::: Extract to read :::
This week begins a series of “Listening Sessions” concerning the 10 drugs selected for “negotiations” under the Inflation Reduction Act (IRA). These sessions, labeled the “Medicare Drug Price Negotiation Program Patient-Focused Listening Sessions”, were put in place to, “provide an opportunity for patients, beneficiaries, caregivers, consumer and patient organizations, and other interested parties to share input relevant to drugs selected for the first round of negotiations”. Sounds like a great opportunity for those affected by the IRA to have their voices heard. Maybe a chance to actually have an impact on how these changes to the immensely popular Medicare Part D prescription drug program are implemented, but I have reservations. The following, in no particular order, details those concerns.
I’m concerned with the narrow focus of the sessions. Their guidance states that, “CMS is interested in patient-focused input relevant to the selected drugs”, nothing on the impacts of other parts of the IRA that affect Americans, especially seniors. I’ve talked in earlier blogs about the importance of how a piece of legislation that is passed and signed into law can have widely different impacts depending on how the law is implemented. These listening sessions are limited to comments on the 10 drugs chosen for price controls. At the very least, wouldn’t it seem logical to invite comments prior to the selection of the 10 drugs? Let alone the chance to broaden the sessions to allow comments on the implementation of other parts of the law. For example, the Centers for Medicare & Medicaid Services (CMS) put the 5-star rating system in place after the initial 2006 implementation of the new Part D benefit. CMS decided it was a good way to give seniors information on how the different prescription drug plans were performing. The rating system was not directed by the law; it was a CMS decision on how to implement the program. Over the years, this rating system has had a huge affect on the Part D program (many believe it has had a positive effect, some believe it was detrimental). The point here is that this implementation approach was a CMS decision. I can’t find any documentation where CMS conducted listening sessions before they decided to implement the 5-star rating process. I’m concerned with the power CMS has to decide what rules and regulations the IRA will operate under.
::: Supplied entries :::
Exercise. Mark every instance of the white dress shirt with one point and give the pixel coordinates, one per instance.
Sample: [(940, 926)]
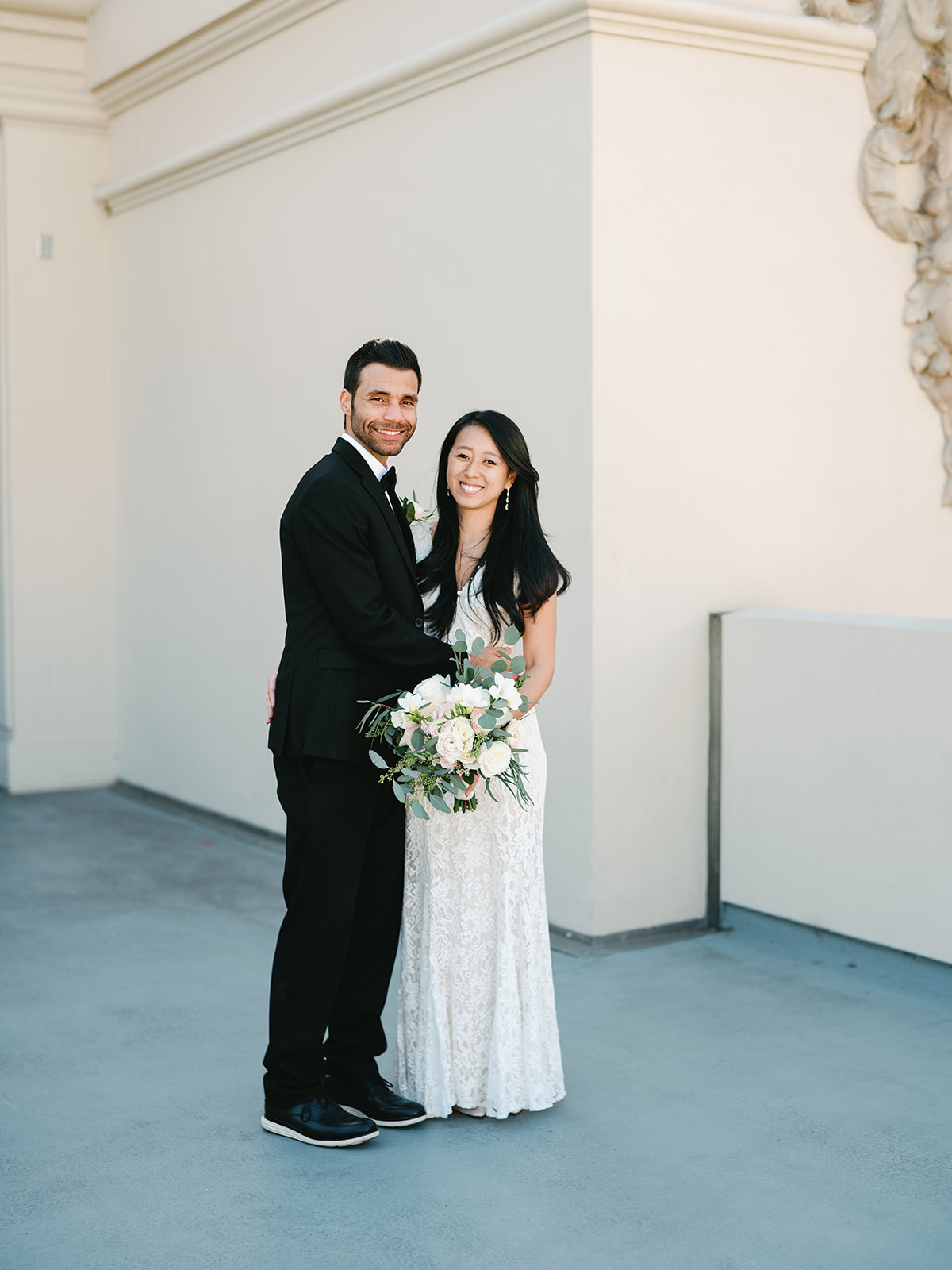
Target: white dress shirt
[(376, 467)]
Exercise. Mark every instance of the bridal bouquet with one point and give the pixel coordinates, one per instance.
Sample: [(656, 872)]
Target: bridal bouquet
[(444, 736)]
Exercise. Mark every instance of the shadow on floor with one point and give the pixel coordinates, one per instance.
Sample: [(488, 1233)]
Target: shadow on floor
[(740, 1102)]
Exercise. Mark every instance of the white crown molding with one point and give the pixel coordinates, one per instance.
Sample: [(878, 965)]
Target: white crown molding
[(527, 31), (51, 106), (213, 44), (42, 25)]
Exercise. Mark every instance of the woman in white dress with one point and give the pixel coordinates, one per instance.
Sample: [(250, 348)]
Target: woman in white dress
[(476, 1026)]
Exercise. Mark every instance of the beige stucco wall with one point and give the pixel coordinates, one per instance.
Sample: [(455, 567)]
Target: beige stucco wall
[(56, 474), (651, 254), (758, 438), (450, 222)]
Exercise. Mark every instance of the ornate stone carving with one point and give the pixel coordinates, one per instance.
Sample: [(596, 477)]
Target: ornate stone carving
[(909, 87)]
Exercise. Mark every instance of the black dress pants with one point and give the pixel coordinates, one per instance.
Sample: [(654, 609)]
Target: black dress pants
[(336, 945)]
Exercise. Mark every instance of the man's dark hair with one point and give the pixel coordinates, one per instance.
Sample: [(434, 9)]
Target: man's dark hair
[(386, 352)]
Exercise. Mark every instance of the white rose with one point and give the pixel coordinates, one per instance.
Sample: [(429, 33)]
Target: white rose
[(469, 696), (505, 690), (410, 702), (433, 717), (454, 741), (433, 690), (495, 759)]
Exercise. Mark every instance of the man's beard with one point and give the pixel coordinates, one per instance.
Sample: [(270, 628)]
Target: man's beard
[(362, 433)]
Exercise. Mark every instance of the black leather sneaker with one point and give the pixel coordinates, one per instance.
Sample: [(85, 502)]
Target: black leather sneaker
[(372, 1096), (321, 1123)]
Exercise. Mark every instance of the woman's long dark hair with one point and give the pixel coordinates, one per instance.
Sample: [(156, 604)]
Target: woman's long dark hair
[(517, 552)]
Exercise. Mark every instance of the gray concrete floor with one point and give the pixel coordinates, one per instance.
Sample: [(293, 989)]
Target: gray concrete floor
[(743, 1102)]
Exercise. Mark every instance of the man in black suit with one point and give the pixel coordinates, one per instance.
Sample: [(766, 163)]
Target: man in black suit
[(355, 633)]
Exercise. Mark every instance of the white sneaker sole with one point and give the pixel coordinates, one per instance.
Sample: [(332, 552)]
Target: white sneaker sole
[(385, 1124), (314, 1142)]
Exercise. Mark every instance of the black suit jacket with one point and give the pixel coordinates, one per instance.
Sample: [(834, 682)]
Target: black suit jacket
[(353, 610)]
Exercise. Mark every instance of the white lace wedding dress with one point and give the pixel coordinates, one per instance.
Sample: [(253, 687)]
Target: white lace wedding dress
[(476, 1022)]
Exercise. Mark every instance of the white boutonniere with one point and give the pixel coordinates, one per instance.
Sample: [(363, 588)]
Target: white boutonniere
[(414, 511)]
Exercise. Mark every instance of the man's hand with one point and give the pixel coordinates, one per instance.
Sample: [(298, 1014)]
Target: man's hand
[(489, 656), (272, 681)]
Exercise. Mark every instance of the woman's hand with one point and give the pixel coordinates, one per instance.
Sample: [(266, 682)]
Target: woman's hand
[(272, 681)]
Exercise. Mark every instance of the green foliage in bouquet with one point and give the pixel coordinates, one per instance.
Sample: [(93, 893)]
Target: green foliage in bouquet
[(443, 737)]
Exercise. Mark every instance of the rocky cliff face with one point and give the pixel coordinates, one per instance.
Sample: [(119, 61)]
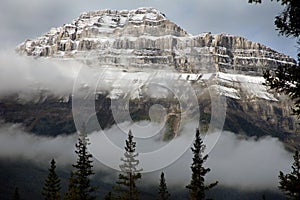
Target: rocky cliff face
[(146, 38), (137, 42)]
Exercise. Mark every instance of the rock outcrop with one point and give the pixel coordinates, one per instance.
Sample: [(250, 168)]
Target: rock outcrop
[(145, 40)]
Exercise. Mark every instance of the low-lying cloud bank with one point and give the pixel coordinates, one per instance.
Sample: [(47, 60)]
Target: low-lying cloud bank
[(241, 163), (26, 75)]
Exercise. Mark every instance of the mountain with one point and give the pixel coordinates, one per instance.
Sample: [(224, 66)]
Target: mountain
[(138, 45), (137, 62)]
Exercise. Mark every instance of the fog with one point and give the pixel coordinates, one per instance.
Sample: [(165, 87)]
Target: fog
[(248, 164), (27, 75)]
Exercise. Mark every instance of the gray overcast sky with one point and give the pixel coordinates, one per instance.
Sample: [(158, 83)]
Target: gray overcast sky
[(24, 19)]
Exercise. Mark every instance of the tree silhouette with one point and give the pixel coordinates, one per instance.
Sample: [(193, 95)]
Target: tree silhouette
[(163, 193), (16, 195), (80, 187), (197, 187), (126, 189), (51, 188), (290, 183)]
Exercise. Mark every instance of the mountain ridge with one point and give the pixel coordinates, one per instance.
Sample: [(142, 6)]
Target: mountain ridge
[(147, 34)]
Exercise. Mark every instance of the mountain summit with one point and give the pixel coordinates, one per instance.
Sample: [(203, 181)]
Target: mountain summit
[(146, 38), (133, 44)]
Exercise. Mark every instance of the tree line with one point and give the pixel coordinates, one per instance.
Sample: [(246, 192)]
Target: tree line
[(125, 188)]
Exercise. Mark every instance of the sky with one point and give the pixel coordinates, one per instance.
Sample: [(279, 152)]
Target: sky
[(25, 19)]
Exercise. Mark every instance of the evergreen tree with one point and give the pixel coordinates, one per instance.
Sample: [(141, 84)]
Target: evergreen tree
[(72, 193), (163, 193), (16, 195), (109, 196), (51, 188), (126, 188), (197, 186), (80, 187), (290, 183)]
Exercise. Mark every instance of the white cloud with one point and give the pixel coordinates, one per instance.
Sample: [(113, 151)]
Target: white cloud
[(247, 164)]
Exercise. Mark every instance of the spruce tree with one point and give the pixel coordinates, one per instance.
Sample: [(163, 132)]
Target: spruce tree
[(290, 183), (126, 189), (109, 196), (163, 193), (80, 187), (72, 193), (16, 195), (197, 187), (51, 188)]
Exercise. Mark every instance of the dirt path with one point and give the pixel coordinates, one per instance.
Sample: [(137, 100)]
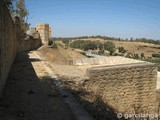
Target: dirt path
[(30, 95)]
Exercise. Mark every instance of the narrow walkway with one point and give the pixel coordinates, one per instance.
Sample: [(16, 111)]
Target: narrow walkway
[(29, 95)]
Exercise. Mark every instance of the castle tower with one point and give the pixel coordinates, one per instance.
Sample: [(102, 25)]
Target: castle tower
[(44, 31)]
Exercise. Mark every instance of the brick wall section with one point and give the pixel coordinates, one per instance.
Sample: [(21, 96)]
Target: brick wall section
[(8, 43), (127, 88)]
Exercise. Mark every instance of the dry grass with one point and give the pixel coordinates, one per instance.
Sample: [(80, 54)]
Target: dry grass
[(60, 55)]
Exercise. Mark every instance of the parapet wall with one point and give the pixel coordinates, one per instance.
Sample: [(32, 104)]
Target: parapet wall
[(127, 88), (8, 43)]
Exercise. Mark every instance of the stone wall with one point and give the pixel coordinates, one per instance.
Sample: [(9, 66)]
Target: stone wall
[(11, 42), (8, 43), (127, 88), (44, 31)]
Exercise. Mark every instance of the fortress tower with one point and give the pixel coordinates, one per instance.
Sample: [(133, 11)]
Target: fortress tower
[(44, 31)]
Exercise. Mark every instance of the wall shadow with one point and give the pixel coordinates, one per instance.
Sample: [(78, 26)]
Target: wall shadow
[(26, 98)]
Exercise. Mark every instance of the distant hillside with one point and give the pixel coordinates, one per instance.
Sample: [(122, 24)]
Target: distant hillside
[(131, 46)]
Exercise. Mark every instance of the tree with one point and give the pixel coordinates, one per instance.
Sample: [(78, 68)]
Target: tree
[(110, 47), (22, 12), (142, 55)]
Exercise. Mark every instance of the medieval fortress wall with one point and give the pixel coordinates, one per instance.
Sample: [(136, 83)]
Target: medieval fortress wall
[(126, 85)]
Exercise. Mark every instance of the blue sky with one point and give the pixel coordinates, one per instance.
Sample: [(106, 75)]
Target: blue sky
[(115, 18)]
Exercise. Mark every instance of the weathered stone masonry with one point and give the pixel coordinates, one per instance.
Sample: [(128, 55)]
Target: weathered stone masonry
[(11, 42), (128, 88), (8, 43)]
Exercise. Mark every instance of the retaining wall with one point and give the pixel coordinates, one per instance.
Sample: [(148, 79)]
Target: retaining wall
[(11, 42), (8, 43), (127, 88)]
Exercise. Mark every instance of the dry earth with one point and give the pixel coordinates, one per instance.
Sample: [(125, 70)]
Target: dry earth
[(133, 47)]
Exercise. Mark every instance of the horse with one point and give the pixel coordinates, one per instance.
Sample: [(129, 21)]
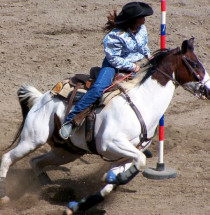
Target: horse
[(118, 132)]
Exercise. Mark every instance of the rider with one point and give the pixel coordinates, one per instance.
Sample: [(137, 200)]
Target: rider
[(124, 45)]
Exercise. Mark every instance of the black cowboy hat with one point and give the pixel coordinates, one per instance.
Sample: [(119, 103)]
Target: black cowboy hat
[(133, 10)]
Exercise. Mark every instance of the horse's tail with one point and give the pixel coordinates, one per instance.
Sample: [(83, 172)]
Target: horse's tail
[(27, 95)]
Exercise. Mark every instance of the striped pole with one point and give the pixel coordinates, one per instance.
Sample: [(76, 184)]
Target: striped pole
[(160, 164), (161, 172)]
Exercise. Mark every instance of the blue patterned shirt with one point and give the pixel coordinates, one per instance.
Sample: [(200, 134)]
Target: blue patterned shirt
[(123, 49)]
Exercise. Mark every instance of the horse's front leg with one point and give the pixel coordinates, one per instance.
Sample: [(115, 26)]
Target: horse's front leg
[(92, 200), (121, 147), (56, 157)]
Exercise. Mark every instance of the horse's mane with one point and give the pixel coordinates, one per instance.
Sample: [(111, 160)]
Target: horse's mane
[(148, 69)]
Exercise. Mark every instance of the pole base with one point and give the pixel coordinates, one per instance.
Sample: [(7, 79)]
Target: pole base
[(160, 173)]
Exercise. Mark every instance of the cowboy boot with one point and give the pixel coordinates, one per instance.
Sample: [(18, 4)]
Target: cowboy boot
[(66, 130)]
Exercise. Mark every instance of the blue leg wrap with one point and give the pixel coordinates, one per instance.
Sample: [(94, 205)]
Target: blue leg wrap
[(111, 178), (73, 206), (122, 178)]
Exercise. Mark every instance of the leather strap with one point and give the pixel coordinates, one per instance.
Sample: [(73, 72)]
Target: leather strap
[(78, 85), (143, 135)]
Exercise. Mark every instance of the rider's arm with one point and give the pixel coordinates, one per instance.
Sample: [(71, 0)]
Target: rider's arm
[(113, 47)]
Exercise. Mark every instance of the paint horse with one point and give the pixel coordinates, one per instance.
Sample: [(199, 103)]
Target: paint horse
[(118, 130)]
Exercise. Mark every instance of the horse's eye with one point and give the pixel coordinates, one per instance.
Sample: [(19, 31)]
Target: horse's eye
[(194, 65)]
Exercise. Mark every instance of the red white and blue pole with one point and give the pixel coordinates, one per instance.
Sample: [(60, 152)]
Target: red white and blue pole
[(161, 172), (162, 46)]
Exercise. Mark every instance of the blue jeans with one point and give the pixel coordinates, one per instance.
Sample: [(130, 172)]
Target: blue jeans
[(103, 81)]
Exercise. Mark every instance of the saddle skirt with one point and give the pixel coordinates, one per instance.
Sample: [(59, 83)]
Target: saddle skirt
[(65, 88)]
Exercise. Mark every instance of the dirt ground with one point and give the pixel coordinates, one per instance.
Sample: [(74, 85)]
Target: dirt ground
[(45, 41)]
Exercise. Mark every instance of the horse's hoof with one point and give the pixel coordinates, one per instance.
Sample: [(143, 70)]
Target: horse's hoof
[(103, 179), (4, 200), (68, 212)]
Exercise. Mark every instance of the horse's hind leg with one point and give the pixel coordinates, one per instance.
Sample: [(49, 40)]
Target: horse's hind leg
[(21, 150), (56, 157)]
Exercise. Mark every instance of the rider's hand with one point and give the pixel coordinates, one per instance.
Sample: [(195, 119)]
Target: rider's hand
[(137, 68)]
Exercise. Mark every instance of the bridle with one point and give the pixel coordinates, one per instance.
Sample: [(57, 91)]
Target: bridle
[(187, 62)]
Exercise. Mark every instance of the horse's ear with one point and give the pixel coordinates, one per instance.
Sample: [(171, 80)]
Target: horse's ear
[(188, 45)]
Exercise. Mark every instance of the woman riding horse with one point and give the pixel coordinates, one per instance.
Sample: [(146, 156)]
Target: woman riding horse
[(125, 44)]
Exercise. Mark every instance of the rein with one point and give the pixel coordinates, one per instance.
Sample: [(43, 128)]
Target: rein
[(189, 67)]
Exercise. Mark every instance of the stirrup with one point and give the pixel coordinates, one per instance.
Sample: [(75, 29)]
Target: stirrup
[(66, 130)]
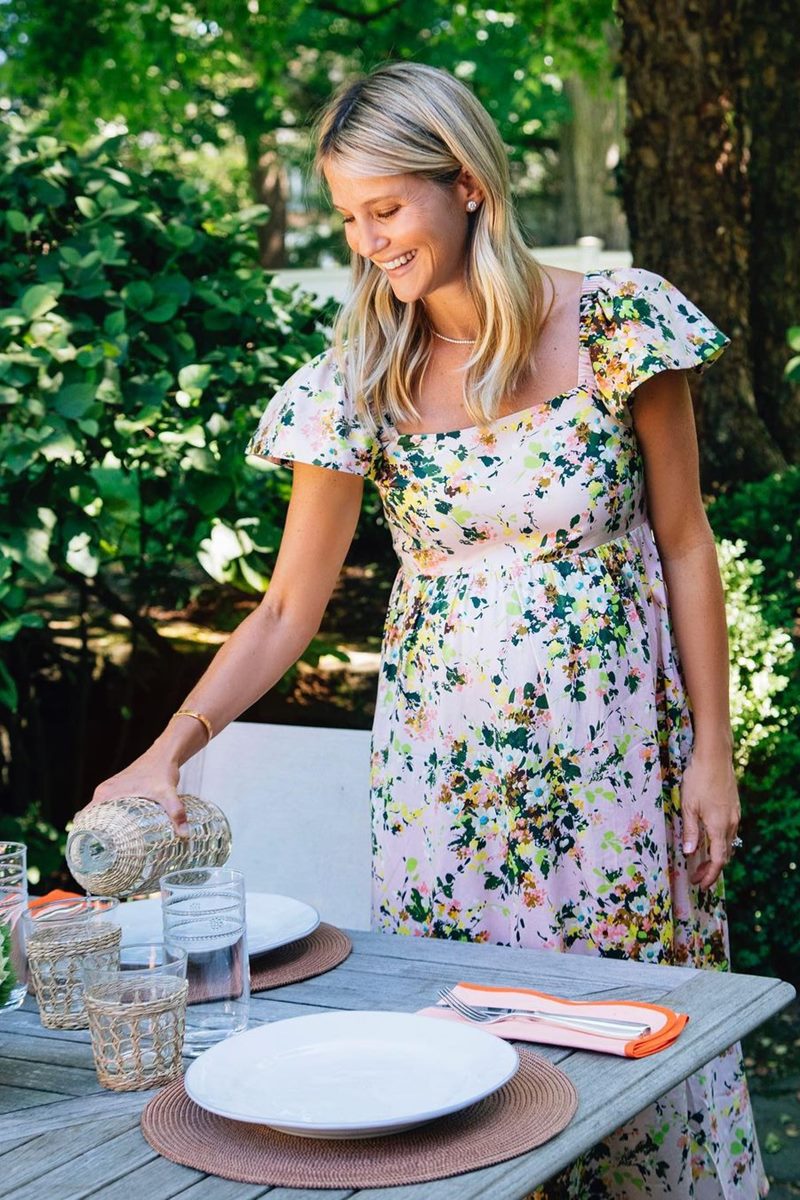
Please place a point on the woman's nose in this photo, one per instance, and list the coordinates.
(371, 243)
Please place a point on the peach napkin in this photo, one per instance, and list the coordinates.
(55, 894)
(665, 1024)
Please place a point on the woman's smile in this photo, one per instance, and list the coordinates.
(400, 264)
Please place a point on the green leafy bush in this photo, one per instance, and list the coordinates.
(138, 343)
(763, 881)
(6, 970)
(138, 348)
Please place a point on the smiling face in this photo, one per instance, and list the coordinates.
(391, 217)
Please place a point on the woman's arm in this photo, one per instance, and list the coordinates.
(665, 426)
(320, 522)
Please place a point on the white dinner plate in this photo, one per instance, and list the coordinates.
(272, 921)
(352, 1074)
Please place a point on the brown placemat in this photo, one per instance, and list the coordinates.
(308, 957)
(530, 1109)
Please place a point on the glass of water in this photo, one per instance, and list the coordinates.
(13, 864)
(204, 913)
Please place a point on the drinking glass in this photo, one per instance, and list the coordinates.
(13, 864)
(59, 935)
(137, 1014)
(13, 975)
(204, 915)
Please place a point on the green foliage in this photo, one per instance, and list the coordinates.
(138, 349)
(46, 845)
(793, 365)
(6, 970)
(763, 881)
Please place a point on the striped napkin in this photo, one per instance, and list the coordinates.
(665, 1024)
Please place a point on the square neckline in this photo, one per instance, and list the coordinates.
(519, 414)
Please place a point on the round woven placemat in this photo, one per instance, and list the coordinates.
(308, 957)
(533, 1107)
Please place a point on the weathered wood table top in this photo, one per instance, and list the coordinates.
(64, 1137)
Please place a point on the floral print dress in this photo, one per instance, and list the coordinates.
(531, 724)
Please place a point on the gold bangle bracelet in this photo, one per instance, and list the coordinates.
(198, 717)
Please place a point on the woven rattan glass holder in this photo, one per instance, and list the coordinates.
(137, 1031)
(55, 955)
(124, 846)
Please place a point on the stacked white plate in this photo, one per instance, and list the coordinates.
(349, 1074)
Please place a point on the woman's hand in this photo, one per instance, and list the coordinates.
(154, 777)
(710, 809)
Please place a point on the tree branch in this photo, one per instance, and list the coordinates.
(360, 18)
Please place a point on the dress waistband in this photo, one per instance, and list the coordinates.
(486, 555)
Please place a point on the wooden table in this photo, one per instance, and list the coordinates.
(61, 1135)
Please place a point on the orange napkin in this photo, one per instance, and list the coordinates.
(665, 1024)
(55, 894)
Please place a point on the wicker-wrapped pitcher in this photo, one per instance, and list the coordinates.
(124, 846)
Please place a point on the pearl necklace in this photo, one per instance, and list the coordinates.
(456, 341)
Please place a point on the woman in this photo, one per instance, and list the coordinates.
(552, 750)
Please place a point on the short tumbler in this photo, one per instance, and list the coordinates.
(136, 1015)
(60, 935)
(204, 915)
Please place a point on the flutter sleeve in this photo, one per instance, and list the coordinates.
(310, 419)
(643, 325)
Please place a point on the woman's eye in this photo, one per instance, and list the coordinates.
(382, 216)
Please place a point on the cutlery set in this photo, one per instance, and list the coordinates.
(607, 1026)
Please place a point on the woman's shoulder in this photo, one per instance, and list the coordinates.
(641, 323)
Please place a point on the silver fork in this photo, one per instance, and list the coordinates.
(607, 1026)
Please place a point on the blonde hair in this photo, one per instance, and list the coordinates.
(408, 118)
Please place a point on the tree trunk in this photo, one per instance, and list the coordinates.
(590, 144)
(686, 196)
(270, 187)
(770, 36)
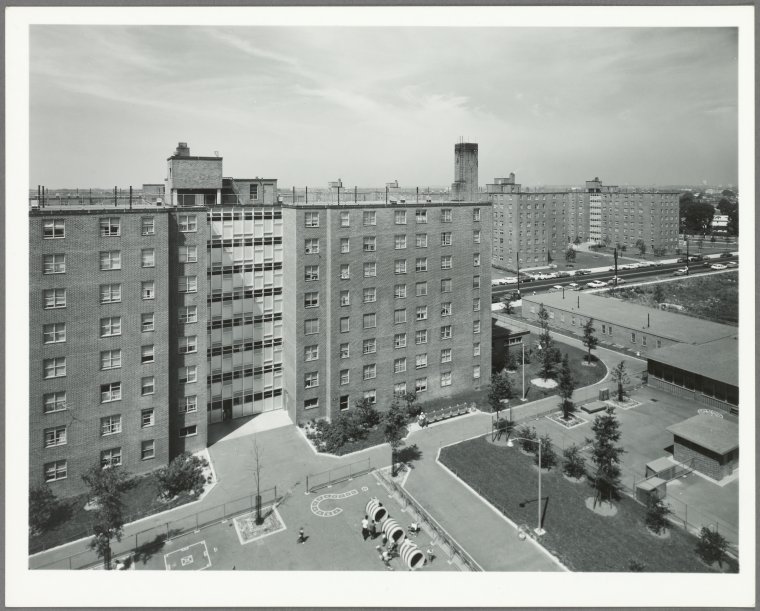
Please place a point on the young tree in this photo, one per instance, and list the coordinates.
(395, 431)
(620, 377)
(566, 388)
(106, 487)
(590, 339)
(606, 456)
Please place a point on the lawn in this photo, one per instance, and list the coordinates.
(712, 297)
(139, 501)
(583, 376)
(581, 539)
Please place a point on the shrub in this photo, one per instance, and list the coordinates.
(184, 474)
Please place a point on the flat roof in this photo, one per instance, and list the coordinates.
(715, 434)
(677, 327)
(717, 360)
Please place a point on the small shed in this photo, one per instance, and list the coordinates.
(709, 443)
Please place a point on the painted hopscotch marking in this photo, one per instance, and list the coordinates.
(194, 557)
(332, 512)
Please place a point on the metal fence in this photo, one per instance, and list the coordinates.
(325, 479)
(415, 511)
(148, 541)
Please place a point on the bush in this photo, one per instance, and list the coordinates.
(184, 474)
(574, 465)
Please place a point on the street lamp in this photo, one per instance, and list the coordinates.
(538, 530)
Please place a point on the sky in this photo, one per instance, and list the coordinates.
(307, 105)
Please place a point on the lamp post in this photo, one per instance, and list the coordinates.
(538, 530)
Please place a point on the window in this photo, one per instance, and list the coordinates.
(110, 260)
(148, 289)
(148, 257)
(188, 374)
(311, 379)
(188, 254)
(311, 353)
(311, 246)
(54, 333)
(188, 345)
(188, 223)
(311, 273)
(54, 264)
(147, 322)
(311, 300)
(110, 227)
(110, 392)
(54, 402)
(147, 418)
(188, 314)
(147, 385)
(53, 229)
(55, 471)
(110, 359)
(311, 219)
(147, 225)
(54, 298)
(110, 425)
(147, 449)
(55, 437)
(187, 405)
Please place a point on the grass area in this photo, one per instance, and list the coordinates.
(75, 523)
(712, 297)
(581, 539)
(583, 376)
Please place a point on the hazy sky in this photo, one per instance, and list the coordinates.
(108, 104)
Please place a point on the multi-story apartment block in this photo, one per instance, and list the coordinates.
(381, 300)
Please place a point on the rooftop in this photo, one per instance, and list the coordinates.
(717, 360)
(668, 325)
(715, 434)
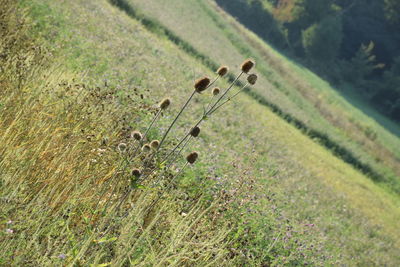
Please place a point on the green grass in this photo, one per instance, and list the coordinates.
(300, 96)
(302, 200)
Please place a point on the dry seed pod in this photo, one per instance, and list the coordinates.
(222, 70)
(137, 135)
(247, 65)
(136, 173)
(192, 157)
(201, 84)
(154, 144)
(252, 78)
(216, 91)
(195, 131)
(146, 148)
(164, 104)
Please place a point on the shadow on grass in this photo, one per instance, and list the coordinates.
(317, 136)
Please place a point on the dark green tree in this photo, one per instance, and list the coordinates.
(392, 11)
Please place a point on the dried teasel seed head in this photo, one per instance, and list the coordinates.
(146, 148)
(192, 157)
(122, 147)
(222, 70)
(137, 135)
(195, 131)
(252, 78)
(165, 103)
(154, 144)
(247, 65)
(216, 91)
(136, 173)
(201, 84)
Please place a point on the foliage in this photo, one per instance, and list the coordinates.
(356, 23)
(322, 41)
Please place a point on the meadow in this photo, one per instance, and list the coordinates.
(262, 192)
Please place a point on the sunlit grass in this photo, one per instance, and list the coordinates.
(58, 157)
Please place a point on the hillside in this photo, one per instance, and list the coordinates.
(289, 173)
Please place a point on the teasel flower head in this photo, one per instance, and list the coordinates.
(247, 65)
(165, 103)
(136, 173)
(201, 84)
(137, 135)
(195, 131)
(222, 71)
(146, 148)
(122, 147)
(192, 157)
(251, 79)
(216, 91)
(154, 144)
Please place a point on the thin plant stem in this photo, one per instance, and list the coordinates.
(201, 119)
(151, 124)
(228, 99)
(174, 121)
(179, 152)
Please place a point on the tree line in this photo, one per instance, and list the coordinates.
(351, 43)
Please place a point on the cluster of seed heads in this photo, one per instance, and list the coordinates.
:::
Activities:
A - Could you reproduce the passage on the Medicare listening sessions, from "This week begins" to "details those concerns.", word for word?
B - Answer these questions about the passage on the Medicare listening sessions:
(i) How many drugs were selected for negotiations under the Inflation Reduction Act?
(ii) In what year was the new Part D benefit initially implemented?
(iii) What did CMS put in place after that initial implementation to inform seniors about plan performance?
C - How would you extend the passage on the Medicare listening sessions, picking up right after its final sentence?

Expected responses:
A -
This week begins a series of “Listening Sessions” concerning the 10 drugs selected for “negotiations” under the Inflation Reduction Act (IRA). These sessions, labeled the “Medicare Drug Price Negotiation Program Patient-Focused Listening Sessions”, were put in place to, “provide an opportunity for patients, beneficiaries, caregivers, consumer and patient organizations, and other interested parties to share input relevant to drugs selected for the first round of negotiations”. Sounds like a great opportunity for those affected by the IRA to have their voices heard. Maybe a chance to actually have an impact on how these changes to the immensely popular Medicare Part D prescription drug program are implemented, but I have reservations. The following, in no particular order, details those concerns.

B -
(i) 10 drugs.
(ii) 2006.
(iii) The 5-star rating system.

C -
I’m also concerned with the small amount of time allotted for each comment. Three minutes only allows an extremely short time for speakers to present to any depth their concerns or possible solutions. It also bothers me that CMS will have no comment or interaction with the commenters during the sessions. This brings me to another concern.
CMS allowed for written comments, which had to be submitted 28 days prior to the first listening session. The process for submittal was cumbersome, driven by questions and not user friendly. It was especially difficult for people who are not used to submitting documents to CMS. For instance, you have to enter your email address before you could see the questions or start the process. This isn’t conducive to seniors who have been warned about submitting personal information, especially when it is prior to seeing any questions or even deciding whether they want to continue with the process. It was also noted that you couldn’t save a work in process which means you must finish in one sitting. Again, an unnecessary roadblock to submission.
From my point-of-view, requiring the submittal of comments earlier would have allowed CMS to respond to some of these comments before or around the scheduled sessions so that we could have a feel for where CMS stands on some of these comments and questions. There is no announced schedule when or if CMS will respond to any of the written or oral comments. This seems like a decidedly one-way flow of information . . . no interaction or response.
I’m also concerned with which questions or comments that CMS will deem meaningful. We have no idea how the submitted information, either written or oral, will be interpreted and if it will be acted upon. I’ll be really interested on what comes from CMS after the listening sessions are over.
I understand that I’ve been pretty negative about these opportunities to communicate with CMS. I’ve been involved in many meetings, comment opportunities and discussions with CMS people and I’ve found some to be constructive but many that were just CMS checking a box to satisfy in their mind that they have heard from the patients and those that advocate for patients. Having said that, I do hope that there are many written comments submitted and a large participation in the oral listening sessions. The worst outcome is for the participation to be small, giving CMS the chance to conclude that giving patients and the private sector a chance to speak out is a fruitless endeavor. I hope the sessions are informative and those that participate are well prepared and meaningful. I truly hope that CMS takes the time to evaluate closely all of the oral and written communication and shares the written submissions with us. It would be a real breakthrough to see changes to the IRA implementation as a result of the private sector communication.
Finally, I hope these listening sessions result in more chances for patients and the private sector to comment on a broader range of topics concerning implementation of the IRA, even to include changes that might directly help Part D beneficiaries. Changes like eliminating the terrible restrictions on small molecule innovation which I’ll write more about in later blogs.
Look for a follow-up blog in a few weeks that will give my views on how the listening sessions went.